_YOUR TASK_: Lay out the rows from the start through the line containing "0,49 -> 307,179" as a two-column CSV with the columns instruction and answer, one line per row, putting each row's text and its answer in its own quoted field with line breaks turned into spaces. Leave the pictures out.

** begin DATA LINES **

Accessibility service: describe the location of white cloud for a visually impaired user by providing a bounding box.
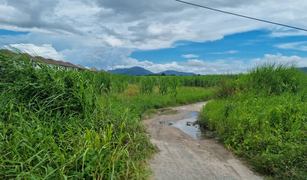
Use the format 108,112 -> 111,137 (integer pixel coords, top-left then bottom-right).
182,54 -> 198,58
276,41 -> 307,51
5,44 -> 65,60
0,0 -> 307,74
208,50 -> 239,54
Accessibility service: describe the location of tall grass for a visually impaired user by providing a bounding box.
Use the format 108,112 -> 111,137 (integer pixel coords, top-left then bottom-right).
201,64 -> 307,179
0,50 -> 154,179
0,51 -> 218,179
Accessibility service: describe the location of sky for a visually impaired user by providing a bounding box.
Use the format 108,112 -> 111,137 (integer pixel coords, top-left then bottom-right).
0,0 -> 307,75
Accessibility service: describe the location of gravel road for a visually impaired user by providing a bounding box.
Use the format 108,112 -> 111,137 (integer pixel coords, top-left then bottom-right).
144,102 -> 262,180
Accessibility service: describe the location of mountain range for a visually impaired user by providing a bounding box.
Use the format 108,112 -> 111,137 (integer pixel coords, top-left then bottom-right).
108,67 -> 196,76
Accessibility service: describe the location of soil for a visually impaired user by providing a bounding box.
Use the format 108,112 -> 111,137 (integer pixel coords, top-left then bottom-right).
144,102 -> 262,180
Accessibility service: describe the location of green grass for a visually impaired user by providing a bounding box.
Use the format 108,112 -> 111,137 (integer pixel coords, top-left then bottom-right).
0,51 -> 217,179
201,64 -> 307,179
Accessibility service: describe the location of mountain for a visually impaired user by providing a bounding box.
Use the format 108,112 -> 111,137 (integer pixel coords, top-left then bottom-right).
108,67 -> 196,76
108,67 -> 154,76
158,70 -> 196,76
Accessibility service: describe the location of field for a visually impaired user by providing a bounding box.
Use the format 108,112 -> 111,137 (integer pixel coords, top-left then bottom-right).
0,52 -> 221,179
201,64 -> 307,179
0,49 -> 307,179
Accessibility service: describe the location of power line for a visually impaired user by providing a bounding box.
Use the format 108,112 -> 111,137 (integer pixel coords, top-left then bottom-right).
175,0 -> 307,31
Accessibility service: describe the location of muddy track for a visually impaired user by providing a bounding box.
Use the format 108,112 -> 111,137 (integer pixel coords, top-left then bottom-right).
144,102 -> 262,180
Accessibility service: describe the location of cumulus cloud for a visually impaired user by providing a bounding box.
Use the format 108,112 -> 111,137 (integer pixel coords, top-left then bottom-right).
5,44 -> 65,60
276,41 -> 307,51
182,54 -> 198,58
208,50 -> 239,54
0,0 -> 307,73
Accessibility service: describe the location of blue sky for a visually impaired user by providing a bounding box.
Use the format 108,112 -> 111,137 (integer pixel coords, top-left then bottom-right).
0,0 -> 307,74
130,30 -> 307,63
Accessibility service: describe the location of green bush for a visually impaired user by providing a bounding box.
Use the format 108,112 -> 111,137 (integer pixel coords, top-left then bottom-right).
200,64 -> 307,179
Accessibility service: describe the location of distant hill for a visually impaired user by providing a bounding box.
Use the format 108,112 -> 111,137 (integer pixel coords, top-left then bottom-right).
108,67 -> 196,76
158,70 -> 196,76
108,67 -> 154,76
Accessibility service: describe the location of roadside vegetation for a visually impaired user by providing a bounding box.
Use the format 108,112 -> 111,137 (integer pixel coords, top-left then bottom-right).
0,51 -> 221,179
200,63 -> 307,179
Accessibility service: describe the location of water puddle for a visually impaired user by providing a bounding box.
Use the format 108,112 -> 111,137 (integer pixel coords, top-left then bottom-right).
154,112 -> 214,140
189,111 -> 198,115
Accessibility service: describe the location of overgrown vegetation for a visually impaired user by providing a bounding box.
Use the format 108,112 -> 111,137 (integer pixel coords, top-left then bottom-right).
201,64 -> 307,179
0,51 -> 219,179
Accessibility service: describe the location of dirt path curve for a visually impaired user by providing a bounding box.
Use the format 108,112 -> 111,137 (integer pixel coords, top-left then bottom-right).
144,102 -> 262,180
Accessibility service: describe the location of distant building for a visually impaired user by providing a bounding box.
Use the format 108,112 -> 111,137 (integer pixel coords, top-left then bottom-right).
0,49 -> 106,72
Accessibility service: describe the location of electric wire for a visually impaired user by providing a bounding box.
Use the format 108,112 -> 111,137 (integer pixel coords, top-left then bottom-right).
175,0 -> 307,32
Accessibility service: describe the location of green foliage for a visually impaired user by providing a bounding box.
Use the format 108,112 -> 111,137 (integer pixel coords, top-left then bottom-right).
0,53 -> 155,179
200,64 -> 307,179
0,51 -> 217,179
141,77 -> 155,94
159,77 -> 169,95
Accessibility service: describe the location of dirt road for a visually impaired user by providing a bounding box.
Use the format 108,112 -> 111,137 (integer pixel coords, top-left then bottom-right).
144,102 -> 262,180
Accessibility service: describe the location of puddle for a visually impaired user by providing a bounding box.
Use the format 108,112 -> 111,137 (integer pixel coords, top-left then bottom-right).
153,121 -> 175,126
189,111 -> 198,115
154,112 -> 213,140
159,110 -> 179,115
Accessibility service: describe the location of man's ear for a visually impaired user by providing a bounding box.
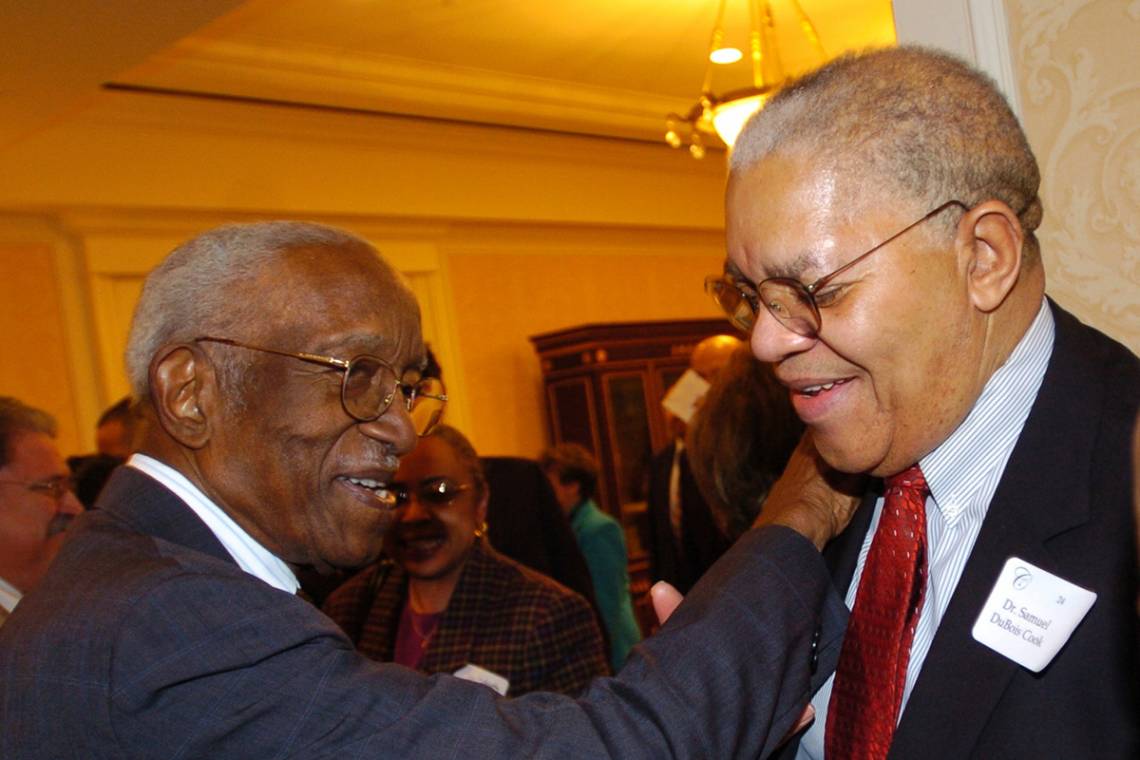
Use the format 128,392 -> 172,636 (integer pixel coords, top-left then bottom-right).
150,343 -> 218,449
959,201 -> 1025,313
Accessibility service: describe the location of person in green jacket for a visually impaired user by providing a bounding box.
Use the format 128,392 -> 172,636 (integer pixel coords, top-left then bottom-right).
540,443 -> 641,672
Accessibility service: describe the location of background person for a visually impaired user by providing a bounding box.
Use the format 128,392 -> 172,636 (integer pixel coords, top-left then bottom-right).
685,344 -> 804,541
0,397 -> 83,624
646,335 -> 734,593
324,426 -> 609,696
539,443 -> 641,671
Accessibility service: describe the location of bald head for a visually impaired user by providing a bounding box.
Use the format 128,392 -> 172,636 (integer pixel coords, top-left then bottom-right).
730,47 -> 1042,264
689,335 -> 742,383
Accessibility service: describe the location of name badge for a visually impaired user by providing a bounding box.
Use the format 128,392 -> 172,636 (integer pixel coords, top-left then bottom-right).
451,662 -> 511,696
974,557 -> 1097,673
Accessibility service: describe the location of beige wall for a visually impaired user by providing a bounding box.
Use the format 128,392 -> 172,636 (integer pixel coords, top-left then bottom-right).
1005,0 -> 1140,352
0,92 -> 724,456
0,0 -> 1140,456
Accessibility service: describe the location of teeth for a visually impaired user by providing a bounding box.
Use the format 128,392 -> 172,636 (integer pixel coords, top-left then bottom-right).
800,381 -> 846,395
348,477 -> 388,490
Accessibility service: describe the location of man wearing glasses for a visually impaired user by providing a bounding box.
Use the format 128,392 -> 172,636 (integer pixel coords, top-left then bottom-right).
0,397 -> 83,626
0,222 -> 857,760
708,49 -> 1140,760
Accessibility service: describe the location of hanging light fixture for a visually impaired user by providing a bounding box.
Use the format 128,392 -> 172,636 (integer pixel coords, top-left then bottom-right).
665,0 -> 827,158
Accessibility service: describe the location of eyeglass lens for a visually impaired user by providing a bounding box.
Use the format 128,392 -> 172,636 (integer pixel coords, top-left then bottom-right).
343,356 -> 445,435
705,277 -> 759,333
389,477 -> 470,507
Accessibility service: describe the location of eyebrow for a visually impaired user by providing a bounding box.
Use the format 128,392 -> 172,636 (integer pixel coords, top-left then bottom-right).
724,251 -> 823,287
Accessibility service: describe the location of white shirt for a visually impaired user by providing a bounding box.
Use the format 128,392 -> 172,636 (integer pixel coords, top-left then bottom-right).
796,300 -> 1053,760
127,453 -> 301,594
0,578 -> 24,612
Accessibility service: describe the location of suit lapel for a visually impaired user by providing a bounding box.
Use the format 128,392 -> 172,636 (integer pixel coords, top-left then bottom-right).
890,300 -> 1102,758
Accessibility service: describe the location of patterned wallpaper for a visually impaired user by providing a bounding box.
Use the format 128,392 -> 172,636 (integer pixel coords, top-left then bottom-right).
1005,0 -> 1140,353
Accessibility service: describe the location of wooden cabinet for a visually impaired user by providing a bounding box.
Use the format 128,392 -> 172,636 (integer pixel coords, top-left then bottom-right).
530,319 -> 734,632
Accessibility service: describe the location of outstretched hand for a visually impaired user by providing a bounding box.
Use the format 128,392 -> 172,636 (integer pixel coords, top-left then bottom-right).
754,433 -> 866,550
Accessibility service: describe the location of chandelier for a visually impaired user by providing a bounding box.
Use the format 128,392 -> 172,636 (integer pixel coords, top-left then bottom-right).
665,0 -> 827,158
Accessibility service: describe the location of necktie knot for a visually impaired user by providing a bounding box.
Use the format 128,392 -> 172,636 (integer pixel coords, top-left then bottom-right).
825,465 -> 930,760
884,465 -> 930,498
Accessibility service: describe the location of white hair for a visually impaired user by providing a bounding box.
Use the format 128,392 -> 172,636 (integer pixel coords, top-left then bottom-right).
125,221 -> 380,399
730,46 -> 1042,260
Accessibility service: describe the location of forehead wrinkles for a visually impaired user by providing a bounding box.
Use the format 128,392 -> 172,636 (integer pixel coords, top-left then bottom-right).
726,159 -> 857,281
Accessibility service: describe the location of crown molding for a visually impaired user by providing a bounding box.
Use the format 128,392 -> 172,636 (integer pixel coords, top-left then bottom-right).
116,39 -> 691,140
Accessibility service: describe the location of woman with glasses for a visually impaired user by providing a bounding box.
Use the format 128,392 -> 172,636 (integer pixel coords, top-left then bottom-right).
324,425 -> 608,696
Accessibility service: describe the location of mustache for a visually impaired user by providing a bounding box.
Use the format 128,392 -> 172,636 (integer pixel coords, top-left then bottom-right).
394,520 -> 447,541
48,512 -> 75,538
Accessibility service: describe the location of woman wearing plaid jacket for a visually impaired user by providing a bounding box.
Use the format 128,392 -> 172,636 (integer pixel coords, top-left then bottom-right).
324,426 -> 608,696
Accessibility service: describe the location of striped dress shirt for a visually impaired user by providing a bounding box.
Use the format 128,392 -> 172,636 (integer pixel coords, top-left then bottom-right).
796,300 -> 1053,760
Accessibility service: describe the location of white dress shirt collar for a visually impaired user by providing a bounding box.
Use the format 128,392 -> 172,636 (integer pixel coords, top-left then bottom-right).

** end DATA LINES **

_FULL SOLUTION_:
instruction,answer
"Accessibility service: describe the location of white cloud for a visually impaired user by providing a bounding box. Use the format 108,112 -> 111,137 (integer pixel coords, top-left then bottom-right).","182,54 -> 198,58 276,41 -> 307,51 5,44 -> 65,60 0,0 -> 307,74 208,50 -> 239,54"
"Accessibility service: describe the location of tall grass for a visually impaired user by providing a bounding box. Use the format 108,112 -> 111,137 (integer pixel coords, top-left then bottom-right).","201,64 -> 307,179 0,50 -> 154,179 0,51 -> 218,179"
"Accessibility service: describe the location of sky for a visually impaired user by providing a bounding box. Use the format 108,112 -> 111,137 (integer pixel coords, top-left then bottom-right).","0,0 -> 307,75"
"Accessibility service: describe the location of gravel road for a visually impaired user by providing a bounding box. Use the format 108,112 -> 111,137 (integer pixel coords, top-left then bottom-right).","144,102 -> 262,180"
"Accessibility service: describe the location of mountain range for a visually impaired user by providing a bounding box. Use the format 108,112 -> 111,137 (integer pixel coords, top-left then bottom-right).","108,67 -> 196,76"
"Accessibility service: describe the location of soil for a visually impaired user by providing a bounding box. Use the format 108,112 -> 111,137 (integer pixel coords, top-left then bottom-right).","144,102 -> 262,180"
"Accessibility service: describe the location of green grass for a visually impaired user by providing a bounding box. Use the format 108,112 -> 111,137 (integer pixel coords, top-left then bottom-right).","0,51 -> 217,179 201,64 -> 307,179"
"Accessibility service: describe the location of mountain for a visually impaired user by providing a bounding box. Use the format 108,112 -> 111,137 (integer pixel coords, top-left then bottom-right).","108,67 -> 196,76 108,67 -> 154,76 158,70 -> 196,76"
"Accessibility service: describe the location of field for a visually impaired user by providing a bounding box. Use the format 108,112 -> 111,137 (integer pixel coords, top-left then bottom-right).","0,52 -> 221,179 201,64 -> 307,179 0,49 -> 307,179"